Objective 1>
In the passage on how a deep neural network learns, what is the problem called when operations in a network push gradients toward zero?
Objective 2>
Write the next part of the passage on how deep neural networks learn, picking up after its final sentence.

Selected excerpt>
/---
Figure 1. Likelihood of complete model success over 1000 tests after training to predict more steps steps in the Game of Life. Success drops with increased steps.

Figure 2. The success rates for individual tiles over all of the 20 trained models. A success rate of 0.5 is what we expect if the network is just “guessing”.

Let’s spend a moment discussing how a deep neural network (DNN) “learns”.

What is “learning?”

When we talk about the learning process in a DNN, we are describing the way that weights and biases are adjusted by stochastic gradient descent (SGD). Each variable that has some effect on the end result shares some part of any error: this is called the “gradient.” There are cases when the gradient is 0, such as when a variable goes through a function that zeros the output, such as ReLU, or when operations withing a network structure drop the gradients towards zero, called the vanishing gradient problem.

We know that our DNNs are larger that strictly required to solve the problem where they are applied. It is common to apply something like L1 or L2 loss to force some parameters to 0 and then prune them after training so that the end result is a smaller network. A regularizer like dropout can accomplish the same thing (I should make a post about this, but imagine a system with 2 inputs, one of which is noisily correlated with the desired output and the other which can be used to derive the output exactly–dropout can be used to force the weight of the noisy input to 0).

To get a “good” gradient, there must exist some parameters that have an output that is close to the correct one such that a “path” over the loss surface (the loss values over different values of the DNN’s parameters) exists that is mostly downhill from the starting point to the correct answer. Thus the parameters follow the gradient and “descend” into the global minima of the loss.

But what if all of the parameters get into a position where going towards the correct answer would make them go up hill? This is a local minima, and the networks that were being trained to solve the game of life were certainly getting stuck in them.

For an example of a local minima, imagine that the DNN is detecting every single possible starting configuration of 0’s and 1’s and mapping them, one by one, onto the correct outputs. There are $2^9$ possible states in a 3x3 filter’s receptive field, so that would take 2048 filters to brute force.

Let’s say that things don’t go so badly and the weights of the corner positions, which are uncorrelated with the desired output, go to 0 quickly. Now there are $2^5$ filters to find, which is only 32. Let’s say that the DNN quickly learns 30 of them–but there are only 30 filters in that layer. The DNN will be stuck, because if it changes any of the existing filters it will get worse and the loss will go up. Each of the existing filters leads to a “correct” output $30/32$ times, so the training loss won’t pull them out of their current states. The DNN is now stuck in a local minima.
\---
Records supplied>
/---
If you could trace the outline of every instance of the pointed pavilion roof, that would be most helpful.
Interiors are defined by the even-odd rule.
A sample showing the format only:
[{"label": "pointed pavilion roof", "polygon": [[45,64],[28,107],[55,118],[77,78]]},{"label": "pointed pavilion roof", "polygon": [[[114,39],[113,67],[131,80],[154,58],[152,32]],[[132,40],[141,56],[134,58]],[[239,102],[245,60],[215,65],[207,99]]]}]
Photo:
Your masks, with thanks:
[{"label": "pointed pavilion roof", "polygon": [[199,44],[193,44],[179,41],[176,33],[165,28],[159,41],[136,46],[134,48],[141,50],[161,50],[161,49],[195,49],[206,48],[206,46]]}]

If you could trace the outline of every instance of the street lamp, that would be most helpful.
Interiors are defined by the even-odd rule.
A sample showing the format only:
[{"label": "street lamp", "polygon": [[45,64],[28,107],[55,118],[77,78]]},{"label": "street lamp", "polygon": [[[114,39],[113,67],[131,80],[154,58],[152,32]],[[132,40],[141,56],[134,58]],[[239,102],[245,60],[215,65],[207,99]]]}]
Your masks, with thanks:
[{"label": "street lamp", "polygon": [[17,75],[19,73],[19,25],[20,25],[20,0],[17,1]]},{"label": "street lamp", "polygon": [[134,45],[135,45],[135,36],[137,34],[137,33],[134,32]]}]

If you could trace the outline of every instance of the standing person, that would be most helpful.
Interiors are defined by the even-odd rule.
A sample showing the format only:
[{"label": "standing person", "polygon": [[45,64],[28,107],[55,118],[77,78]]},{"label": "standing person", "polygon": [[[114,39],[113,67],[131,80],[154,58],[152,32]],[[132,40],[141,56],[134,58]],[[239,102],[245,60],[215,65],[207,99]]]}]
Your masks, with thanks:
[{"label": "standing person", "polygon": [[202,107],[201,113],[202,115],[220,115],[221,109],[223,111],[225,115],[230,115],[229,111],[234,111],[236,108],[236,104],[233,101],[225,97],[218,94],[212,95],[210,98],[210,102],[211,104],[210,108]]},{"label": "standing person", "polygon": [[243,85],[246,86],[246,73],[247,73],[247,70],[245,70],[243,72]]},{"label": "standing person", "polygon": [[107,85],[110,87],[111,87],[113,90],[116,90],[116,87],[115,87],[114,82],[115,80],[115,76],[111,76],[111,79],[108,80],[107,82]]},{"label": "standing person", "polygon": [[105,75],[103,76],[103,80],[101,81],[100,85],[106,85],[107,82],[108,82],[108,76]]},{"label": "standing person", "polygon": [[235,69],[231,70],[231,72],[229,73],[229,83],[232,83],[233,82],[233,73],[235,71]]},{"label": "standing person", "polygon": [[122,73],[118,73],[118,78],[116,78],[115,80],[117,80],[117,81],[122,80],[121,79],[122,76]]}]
\---
Task response 1>
The vanishing gradient problem.

Task response 2>
That isn’t even a worst case–at least some of the outputs are correct. Imagine a case where the gradient sometimes pulls values one way and sometimes pull them in another way, but never pulls very strongly. Those parameters will get “stuck” because the loss surface is too flat. Now, if some of the desired outputs are “solved” by other parameters the loss for those cases will go down, freeing those parameters to move to solve the inputs that still lead to high loss, but one the DNN gets stuck that can no longer happen.

This is perhaps difficult to visualize, so let’s try to take a look at some real examples.

Figure 3. The change in loss over a “walk” from a minimal correct solution to various local minima from 10 different training runs. The model is predicting a single step in the game and has no extra capacity. Observe that even thought the starting position has a lower loss than the result from training, the path from one to the other has one or more areas of positive slope so gradient descent will not avoid the local minima.

Figure 4. The loss walk from a minimal solution to another 10 trained models, this time with the number of filters per layer multipled by 5 (m_factor = 5). Observe that the loss surface is smoother and the the local minima are acceptable solutions.

Figure 5. The loss walk for 2 steps with m_factor = 1. The loss surface is not smooth and SGD is easily trapped in local minima far from a good solution.

Figure 6. The loss walk for 2 steps with m_factor = 5. As in Figure 3 the loss surface is smoother with the additional layers, but it there are still minima where the training progress can become stuck. The complexity of the loss surface increases with the number of steps.

Each of the lines in Figures 3-6 show a walk from a known high quality solution (as described in the previous post) to the solution found during training. Since the loss surface has as many dimensions as there are parameters in the network, it isn’t easy to visualize–but if you’re a higher dimensional being you can think about it as an n-dimensional mountain range. Each of the lines on those figures represents a straight line walk from one point to another along the loss surface. The peaks–those areas with extremely high loss– separate the loss surface into discrete zones.

Some textbooks may pretend that a complicated route through several valleys will connect any starting position to similar local minima, but that isn’t true in this case and is very likely untrue in practice. The initial starting position, the random initialization of the DNN’s weights and biases, will determine where training will converge. On each figure you can see that several of the lines end up at nearly the same location, so training can converge to the same (or nearly the same) solution. The important question is whether or not that solution is any good.

Adding more parameters to the DNN smooths out the loss surface and may join some of the loss valleys together. Smoothness helps, but it is still possible to get an unlucky initialization of a network, which is probably why in practice we always train several networks for a task rather than a single one. In academic papers we then report statistics and in industry we select the best model for deployment. This is yet another overhead cost of the brute force approach of current training techniques.

Unknown Magic

A general solution to this is unclear, at least to me. Replacing stochastic gradient descent with some unknown magic would be nice, but the fact is that no human that I know of is anything more than a metaphorical wizard. It is possible that changing the problem space would improve the loss surface, so one possibility would be to change the way that we use DNNs for predictions.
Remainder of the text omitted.